What to produce
Search the data below for "center"; list each line that holds it.

Dataset records:
☆ ☆ ☆ ☆ ☆ ☆ ☆

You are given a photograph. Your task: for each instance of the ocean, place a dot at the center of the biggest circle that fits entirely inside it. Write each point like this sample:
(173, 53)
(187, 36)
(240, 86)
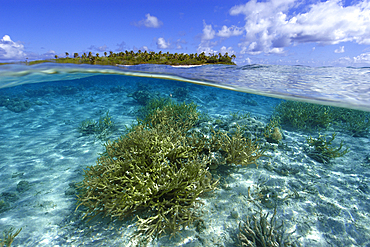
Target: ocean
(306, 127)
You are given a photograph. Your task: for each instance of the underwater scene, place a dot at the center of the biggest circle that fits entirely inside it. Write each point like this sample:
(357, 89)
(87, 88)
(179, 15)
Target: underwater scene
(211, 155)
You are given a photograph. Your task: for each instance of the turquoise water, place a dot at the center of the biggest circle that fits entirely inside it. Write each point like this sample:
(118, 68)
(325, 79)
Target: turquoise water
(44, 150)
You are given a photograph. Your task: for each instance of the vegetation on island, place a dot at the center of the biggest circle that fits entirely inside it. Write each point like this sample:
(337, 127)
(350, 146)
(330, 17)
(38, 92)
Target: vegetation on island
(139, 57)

☆ ☆ ☆ ☆ ☆ ☆ ☆

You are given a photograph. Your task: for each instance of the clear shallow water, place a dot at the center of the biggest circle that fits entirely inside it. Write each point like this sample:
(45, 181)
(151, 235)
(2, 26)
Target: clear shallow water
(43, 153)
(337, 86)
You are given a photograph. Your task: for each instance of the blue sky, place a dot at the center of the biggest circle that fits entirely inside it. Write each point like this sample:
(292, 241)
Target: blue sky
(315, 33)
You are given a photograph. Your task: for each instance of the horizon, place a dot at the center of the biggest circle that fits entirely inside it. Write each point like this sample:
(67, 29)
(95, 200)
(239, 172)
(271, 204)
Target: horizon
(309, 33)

☆ ☆ ☆ ☆ ☆ ☆ ☆

Result for this exercise
You are given a photograph. Your task: for each instance of the ocean, place a dot at the center of the biggest circle that fits entirely inside it. Write each point like this sample:
You are given a photograph. Your task: for each instance of the underwater scene, place a dot at the center of the biggest circle that fits entirely inside it. Write each point like this sample:
You are given a photograph. Your task: for each instance of the turquoise water, place a dot at the center of the biggest circle that fits entirely inside it. Write each point like this sample:
You are given a photograph. Your task: for each instance of the vegetation on island, place a dot at the center of the biggest circle that fits entirely inside it. Write each point like this sample:
You are given a photograph. Your task: for each instance of the clear shallow water, place a dot at the center of the biggest circle that fits entirely inside it. Write each point like this sample:
You are given a photograph. Your task: for each instance of the blue sky, place a dot at the center of the biggest circle that fits entirely inside it. Write each point like this sample:
You are given a photograph. Your task: for each instance of the horizon, place a dot at the center of the biggest circle that fits entirely inside it. Write each point like this sample:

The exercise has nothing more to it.